What you have to do
Reprint all records below exactly. No images.

Recorded data
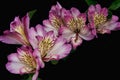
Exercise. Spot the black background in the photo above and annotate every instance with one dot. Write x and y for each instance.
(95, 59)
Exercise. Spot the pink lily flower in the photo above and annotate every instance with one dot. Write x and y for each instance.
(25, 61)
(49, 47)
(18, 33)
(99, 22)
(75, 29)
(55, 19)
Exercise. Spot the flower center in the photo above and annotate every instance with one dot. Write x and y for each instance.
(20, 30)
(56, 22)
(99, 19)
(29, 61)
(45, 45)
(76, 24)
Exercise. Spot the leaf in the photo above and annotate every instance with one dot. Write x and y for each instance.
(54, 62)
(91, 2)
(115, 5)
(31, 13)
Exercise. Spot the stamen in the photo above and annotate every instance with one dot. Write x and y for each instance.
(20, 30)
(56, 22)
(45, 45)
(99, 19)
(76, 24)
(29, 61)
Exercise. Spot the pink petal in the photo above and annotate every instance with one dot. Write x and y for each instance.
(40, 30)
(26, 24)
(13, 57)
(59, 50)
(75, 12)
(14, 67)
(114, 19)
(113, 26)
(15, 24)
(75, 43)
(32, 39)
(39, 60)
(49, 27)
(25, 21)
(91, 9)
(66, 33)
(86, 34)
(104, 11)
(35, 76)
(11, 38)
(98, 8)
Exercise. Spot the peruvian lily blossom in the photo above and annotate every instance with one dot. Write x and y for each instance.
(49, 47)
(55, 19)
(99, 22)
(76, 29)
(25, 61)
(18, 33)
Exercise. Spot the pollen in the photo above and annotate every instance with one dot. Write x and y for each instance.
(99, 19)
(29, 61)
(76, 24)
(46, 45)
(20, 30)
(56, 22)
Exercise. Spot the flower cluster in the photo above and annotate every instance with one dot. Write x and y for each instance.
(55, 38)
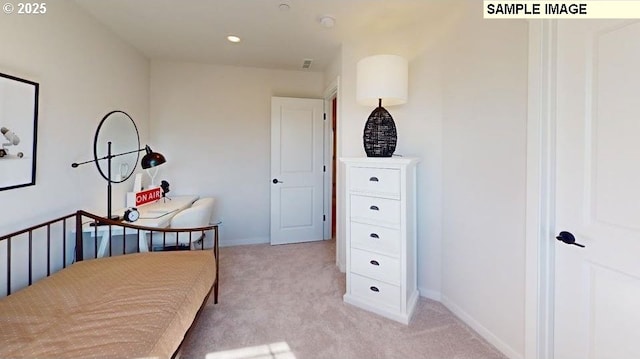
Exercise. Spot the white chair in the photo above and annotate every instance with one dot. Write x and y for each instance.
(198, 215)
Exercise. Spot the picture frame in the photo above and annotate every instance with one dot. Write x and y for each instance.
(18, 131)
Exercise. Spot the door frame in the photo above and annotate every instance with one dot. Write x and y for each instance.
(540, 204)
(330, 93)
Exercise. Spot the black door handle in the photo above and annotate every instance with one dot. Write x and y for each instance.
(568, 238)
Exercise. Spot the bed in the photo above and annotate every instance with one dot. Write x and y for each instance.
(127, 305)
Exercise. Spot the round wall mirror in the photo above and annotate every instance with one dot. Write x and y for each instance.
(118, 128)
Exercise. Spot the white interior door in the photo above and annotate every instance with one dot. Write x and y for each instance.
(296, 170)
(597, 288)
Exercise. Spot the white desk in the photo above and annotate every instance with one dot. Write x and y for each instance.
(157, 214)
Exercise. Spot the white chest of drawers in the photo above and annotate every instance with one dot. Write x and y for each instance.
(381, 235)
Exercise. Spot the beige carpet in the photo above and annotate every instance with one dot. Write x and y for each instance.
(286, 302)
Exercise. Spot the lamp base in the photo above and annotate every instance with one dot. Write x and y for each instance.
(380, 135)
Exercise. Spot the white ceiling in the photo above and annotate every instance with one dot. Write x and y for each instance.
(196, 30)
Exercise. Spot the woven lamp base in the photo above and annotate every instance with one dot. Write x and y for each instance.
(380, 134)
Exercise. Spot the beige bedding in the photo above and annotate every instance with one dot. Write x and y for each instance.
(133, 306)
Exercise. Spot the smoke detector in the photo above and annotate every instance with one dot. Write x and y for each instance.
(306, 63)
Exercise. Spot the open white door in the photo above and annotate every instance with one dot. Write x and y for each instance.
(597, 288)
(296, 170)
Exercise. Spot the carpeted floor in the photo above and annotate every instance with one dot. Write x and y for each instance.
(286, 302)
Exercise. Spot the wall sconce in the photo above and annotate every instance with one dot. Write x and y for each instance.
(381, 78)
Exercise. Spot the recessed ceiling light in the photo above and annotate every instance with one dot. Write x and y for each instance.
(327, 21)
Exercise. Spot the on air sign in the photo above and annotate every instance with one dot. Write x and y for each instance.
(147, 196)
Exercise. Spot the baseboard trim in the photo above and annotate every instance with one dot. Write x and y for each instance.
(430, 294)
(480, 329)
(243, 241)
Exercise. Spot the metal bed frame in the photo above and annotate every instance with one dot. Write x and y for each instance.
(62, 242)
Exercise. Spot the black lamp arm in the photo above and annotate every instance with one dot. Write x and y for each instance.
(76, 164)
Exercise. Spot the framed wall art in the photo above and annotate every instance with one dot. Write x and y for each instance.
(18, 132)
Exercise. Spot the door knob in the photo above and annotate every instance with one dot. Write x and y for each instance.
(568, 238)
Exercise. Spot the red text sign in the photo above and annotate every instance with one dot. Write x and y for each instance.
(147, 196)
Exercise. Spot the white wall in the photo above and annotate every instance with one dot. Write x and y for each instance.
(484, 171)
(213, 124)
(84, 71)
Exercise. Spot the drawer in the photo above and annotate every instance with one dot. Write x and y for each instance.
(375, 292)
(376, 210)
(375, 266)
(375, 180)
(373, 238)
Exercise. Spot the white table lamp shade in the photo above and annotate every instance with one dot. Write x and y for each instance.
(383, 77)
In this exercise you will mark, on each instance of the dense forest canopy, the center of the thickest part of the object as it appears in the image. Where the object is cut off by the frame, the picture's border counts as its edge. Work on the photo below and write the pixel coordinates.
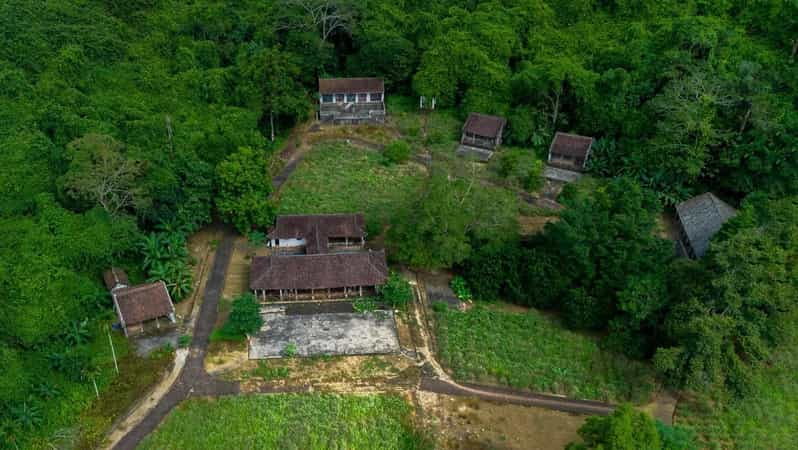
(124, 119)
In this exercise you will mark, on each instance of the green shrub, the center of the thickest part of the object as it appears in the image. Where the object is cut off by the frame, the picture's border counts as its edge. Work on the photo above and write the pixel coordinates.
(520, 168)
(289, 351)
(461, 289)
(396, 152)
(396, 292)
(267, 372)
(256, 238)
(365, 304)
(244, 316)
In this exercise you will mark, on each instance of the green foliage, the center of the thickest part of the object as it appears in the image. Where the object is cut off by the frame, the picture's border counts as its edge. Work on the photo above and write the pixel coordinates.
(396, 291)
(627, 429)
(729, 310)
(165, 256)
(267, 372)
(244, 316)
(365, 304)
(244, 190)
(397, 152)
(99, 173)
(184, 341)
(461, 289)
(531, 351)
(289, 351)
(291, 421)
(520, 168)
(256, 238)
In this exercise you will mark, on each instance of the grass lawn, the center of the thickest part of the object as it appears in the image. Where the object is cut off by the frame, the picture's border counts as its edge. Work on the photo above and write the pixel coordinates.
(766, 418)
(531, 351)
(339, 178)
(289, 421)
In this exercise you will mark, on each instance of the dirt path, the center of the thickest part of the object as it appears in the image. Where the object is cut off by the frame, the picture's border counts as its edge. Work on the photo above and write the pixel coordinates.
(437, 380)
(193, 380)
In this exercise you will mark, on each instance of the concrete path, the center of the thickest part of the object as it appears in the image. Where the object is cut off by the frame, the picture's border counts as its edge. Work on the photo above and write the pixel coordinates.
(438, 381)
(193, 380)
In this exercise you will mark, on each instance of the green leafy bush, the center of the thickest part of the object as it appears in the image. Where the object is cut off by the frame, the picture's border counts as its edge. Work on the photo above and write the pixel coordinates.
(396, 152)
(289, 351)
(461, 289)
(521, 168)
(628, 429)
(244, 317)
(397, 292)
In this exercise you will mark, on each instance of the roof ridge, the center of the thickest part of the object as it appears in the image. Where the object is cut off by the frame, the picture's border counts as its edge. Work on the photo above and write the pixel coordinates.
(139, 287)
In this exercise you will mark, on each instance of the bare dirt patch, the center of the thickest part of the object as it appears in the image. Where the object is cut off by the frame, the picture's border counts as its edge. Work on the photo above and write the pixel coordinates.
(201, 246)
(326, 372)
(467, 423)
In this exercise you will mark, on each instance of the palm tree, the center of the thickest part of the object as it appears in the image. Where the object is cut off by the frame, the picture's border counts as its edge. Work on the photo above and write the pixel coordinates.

Exercise result
Exercise. Spot the black background in the photo above and annotate every instance with one dot. Write x and y for each instance.
(95, 59)
Exercise. Spot the pink lily flower in the photo above and annotate every instance with one dot. Write x and y for each instance.
(25, 61)
(49, 47)
(18, 33)
(99, 22)
(75, 29)
(55, 19)
Exercise. Spot the flower center in the photo above and annotate every instance with one dot. Write x and y for each instance.
(20, 30)
(56, 22)
(99, 19)
(29, 61)
(45, 45)
(76, 24)
Exercise. Spot the leaf in the photo above and annotate every instance with one dot. Write x and y for each instance.
(54, 62)
(91, 2)
(115, 5)
(31, 13)
Exercise. Spot the stamen in the photo above and annotate every instance with one dot. Write x and y for each instance.
(20, 30)
(56, 22)
(45, 45)
(99, 19)
(76, 24)
(29, 61)
Exercise. Spot the pink petal in the photo above and annotate every instance with one dot. Write x and y for each instance.
(40, 30)
(26, 24)
(13, 57)
(59, 50)
(75, 12)
(14, 67)
(114, 19)
(113, 26)
(15, 24)
(75, 43)
(32, 39)
(39, 60)
(49, 27)
(25, 21)
(91, 9)
(66, 33)
(86, 34)
(104, 11)
(35, 76)
(11, 38)
(98, 8)
Exercise. Spot the peruvian lily blossom in the photo above and annotate every instance with one dot. Write x and y for each instance.
(49, 47)
(55, 19)
(99, 22)
(76, 29)
(25, 61)
(18, 33)
Exercise. Spot the pollen in the photo above and annotate every instance with one dot. Write x and y for each instance.
(99, 19)
(29, 61)
(76, 24)
(46, 45)
(20, 30)
(56, 22)
Exercise. Spot the flower cluster in the photo above and annotate every instance with one dot. Write x and y for each instance.
(55, 38)
Exercise. Spot the white chair in the photo above and annotate every instance with one dot. Write x and y for each instance.
(198, 215)
Exercise. Spot the picture frame in the photo above and annotate every instance with one dot. Write x and y for each instance.
(18, 131)
Exercise. Spot the door frame in the photo above and annotate every instance with one dot. Write x and y for each instance.
(540, 204)
(330, 93)
Exercise. Spot the black door handle in the photo above and annotate every instance with one dot. Write x and y for each instance.
(568, 238)
Exercise. Spot the bed in the photo above and annotate every instance with one dot. Write x and y for each instance.
(127, 305)
Exercise. Spot the round wall mirror in the photo above and annotate every instance with one dot. Write x and y for each instance.
(118, 128)
Exercise. Spot the white interior door in the photo above and annotate every instance with one dot. Write x and y for each instance.
(296, 170)
(597, 288)
Exercise. Spot the white desk in the photo above and annotate every instance with one dot. Write x and y for each instance.
(157, 214)
Exercise. Spot the white chest of drawers in the photo above and annotate every instance with one dot. Write x and y for each instance.
(381, 235)
Exercise. Spot the beige carpet in the photo above and annotate every instance with one dot. Write x and y for each instance.
(286, 302)
Exercise. Spot the lamp base in the photo above and annotate every instance with one dot. Write x and y for each instance.
(380, 135)
Exercise. Spot the white ceiling in the photo above and annotate every instance with one dot. Write x and y for each instance.
(196, 30)
Exercise. Spot the woven lamp base in the photo above and annotate every instance with one dot. Write x and y for each instance.
(380, 134)
Exercise. Spot the beige bedding in the photo above and annotate every instance with one dot. Write x and y for each instance.
(133, 306)
Exercise. Spot the smoke detector in the photo above and annotate every instance with one dot. Write x and y for each instance.
(306, 63)
Exercise. Spot the open white door in the photo above and annotate every instance with one dot. Write x and y for each instance.
(597, 288)
(296, 170)
Exercise. Spot the carpeted floor in the photo above and annotate every instance with one dot. Write x and y for each instance.
(286, 302)
Exercise. Spot the wall sconce in the photo above and annotate every instance with one dot. Write x and y for each instance.
(381, 78)
Exercise. Spot the recessed ceiling light in the photo above and annotate every instance with one dot. Write x and y for each instance.
(327, 21)
Exercise. Spot the on air sign in the photo above and annotate every instance with one dot. Write x and y for each instance.
(147, 196)
Exercise. Spot the baseboard trim in the photo above and annotate every instance with one dot. Write x and y for each instance.
(430, 294)
(480, 329)
(243, 241)
Exercise. Spot the metal bed frame in the photo above and annotate every instance with one dot. Write x and y for each instance.
(62, 242)
Exercise. Spot the black lamp arm in the photo above and annotate every instance with one dot. Write x and y for each instance.
(76, 164)
Exercise. Spot the framed wall art in the photo above and annotate every instance with one dot. Write x and y for each instance.
(18, 132)
Exercise. Spot the door knob in the photo above and annotate every instance with one dot. Write x and y for each instance.
(568, 238)
Exercise. Spot the red text sign in the photo above and annotate every instance with one dot. Write x and y for each instance.
(147, 196)
Exercise. Spot the white wall in the photo above and annotate every instance with one dot. Write x and y for each instance.
(484, 171)
(213, 124)
(84, 71)
Exercise. Spot the drawer in the photo above and annotate every instance with one dot. Write x and y for each instance.
(375, 292)
(376, 210)
(375, 266)
(375, 180)
(373, 238)
Exercise. Spot the white table lamp shade in the photo above and annotate every instance with one dot. Write x and y for each instance.
(383, 77)
In this exercise you will mark, on each instance of the dense forest canopy, the center of the thickest part of the object as it appears in the image. Where the object is cut off by the frame, the picture's border counts as its edge. Work on the photo below and write the pixel coordinates.
(124, 119)
In this exercise you will mark, on each instance of the green shrub, the center of the thickest part of the object as it appears in the image. Where the object is cut off by the frame, the picture's border counts as its edge. Work on the photo above and write the pixel coordinates.
(520, 168)
(289, 351)
(461, 289)
(396, 152)
(396, 292)
(267, 372)
(256, 238)
(365, 304)
(244, 316)
In this exercise you will mark, on each instance of the green foliage, the center of the thickest part of the object as it appears in the image. Where the object is cut off by the frame, the picture's border counts as its edge. Work on the photo above and write the pixel coordinates.
(396, 291)
(627, 429)
(729, 310)
(165, 256)
(267, 372)
(244, 316)
(365, 304)
(244, 190)
(397, 152)
(99, 173)
(184, 341)
(461, 289)
(531, 351)
(289, 351)
(291, 421)
(520, 168)
(256, 238)
In this exercise you will mark, on each instance of the grass lawn, the center of the thickest part of the object as it appears in the image. Where the object is cut off by the frame, the picture's border counts as its edge. Work on the photo above and write the pixel coordinates.
(766, 418)
(531, 351)
(339, 178)
(289, 421)
In this exercise you will mark, on each instance of the dirt path, the center of the thickest part of the object as it appears in the image. Where the object is cut off by the frame, the picture's border counts as its edge. Work on the photo above and write the pixel coordinates.
(437, 380)
(193, 380)
In this exercise you will mark, on each instance of the concrete path, the center of the thickest part of the object as it appears in the image. Where the object is cut off by the frame, the picture's border counts as its edge. Work on the photo above and write the pixel coordinates.
(438, 381)
(193, 380)
In this exercise you will mark, on each instance of the green leafy bush, the center of the thickest part of the object as it appears in the image. Where the object is cut off by the frame, the picture's border counts as its edge. Work on the photo above and write the pixel coordinates.
(396, 152)
(289, 351)
(461, 289)
(521, 168)
(628, 429)
(244, 317)
(397, 292)
In this exercise you will mark, on each instance of the roof ridge, the center of the thickest part of the object as it appears in the image. Where the object is cut off by the frame, the picture's border counts as its edge. Work on the photo above and write the pixel coordinates.
(139, 287)
In this exercise you will mark, on each instance of the bare dirt patch, the center of the thickest part of the object as it appears in the image. Where the object is cut off by the frame, the picture's border counts as its edge. Work on the photo above and write the pixel coordinates.
(201, 246)
(326, 372)
(467, 423)
In this exercise you will mark, on each instance of the palm tree, the center of the thickest part of the object as it appears in the image. Where the object is cut off by the frame, the picture's border counts as its edge. Work on the photo above and write the pixel coordinates.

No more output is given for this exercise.